__Task to complete__:
Print every line of the listing below, starting with the line that contains "In this exercise you will label the green" and continuing through the end of the listing. Reproduce each line without any change.

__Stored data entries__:
## Begin
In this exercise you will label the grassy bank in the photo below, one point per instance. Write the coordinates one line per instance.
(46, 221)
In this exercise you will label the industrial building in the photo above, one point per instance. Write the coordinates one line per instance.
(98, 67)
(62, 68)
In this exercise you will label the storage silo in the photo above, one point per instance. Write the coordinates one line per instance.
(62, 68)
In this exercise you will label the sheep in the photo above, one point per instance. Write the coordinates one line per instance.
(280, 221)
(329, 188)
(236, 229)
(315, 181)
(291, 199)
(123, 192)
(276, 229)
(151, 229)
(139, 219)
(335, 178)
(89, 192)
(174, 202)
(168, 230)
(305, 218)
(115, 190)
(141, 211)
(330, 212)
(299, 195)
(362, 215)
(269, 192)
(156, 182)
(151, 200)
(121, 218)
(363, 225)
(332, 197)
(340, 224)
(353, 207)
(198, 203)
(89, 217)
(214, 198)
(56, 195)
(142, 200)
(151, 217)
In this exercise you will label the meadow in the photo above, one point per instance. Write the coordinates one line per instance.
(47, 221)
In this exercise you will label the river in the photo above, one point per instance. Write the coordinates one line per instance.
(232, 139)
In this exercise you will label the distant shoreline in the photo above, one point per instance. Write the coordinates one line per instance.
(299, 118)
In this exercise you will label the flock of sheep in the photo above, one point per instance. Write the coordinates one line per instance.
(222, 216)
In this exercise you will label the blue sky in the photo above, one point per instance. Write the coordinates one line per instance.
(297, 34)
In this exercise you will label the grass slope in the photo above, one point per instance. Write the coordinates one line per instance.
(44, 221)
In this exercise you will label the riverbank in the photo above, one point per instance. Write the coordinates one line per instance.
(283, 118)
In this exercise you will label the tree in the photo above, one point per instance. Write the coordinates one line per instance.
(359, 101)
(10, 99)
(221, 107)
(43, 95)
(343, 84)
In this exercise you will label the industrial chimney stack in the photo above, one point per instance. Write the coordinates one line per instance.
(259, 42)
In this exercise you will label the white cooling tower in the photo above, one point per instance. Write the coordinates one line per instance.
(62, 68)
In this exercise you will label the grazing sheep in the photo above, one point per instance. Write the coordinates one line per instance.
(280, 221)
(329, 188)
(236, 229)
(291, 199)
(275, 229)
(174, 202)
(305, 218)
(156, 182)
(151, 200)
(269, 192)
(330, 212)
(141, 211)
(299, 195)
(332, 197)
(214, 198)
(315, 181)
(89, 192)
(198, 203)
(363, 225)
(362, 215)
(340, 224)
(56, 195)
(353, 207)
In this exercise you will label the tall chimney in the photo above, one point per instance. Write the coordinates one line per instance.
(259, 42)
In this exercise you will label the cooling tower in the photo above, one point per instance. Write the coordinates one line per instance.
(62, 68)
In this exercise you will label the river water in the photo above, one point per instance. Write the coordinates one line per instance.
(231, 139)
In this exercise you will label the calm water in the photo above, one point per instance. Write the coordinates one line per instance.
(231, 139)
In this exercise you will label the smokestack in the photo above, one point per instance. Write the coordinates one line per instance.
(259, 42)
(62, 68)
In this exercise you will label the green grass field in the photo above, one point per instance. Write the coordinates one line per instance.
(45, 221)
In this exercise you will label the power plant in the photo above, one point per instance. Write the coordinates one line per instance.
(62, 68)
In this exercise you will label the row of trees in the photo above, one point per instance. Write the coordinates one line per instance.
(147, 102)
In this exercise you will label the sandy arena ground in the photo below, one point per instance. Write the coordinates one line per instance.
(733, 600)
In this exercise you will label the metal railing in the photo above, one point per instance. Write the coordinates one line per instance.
## End
__Reply__:
In this exercise you will label the green grass field in the photo above, one point per instance. Write the coordinates one line per instance.
(45, 221)
In this exercise you will label the power plant in the photo above, one point per instance. Write the coordinates one line per instance.
(62, 68)
In this exercise you will label the row of trees in the photo above, one point per instance. Write the coordinates one line per instance.
(147, 102)
In this exercise you will label the sandy arena ground in the photo below, one point per instance. Write the coordinates one line per instance.
(733, 600)
In this exercise you will label the metal railing in the photo above, one point per instance. Write the coordinates one line per instance.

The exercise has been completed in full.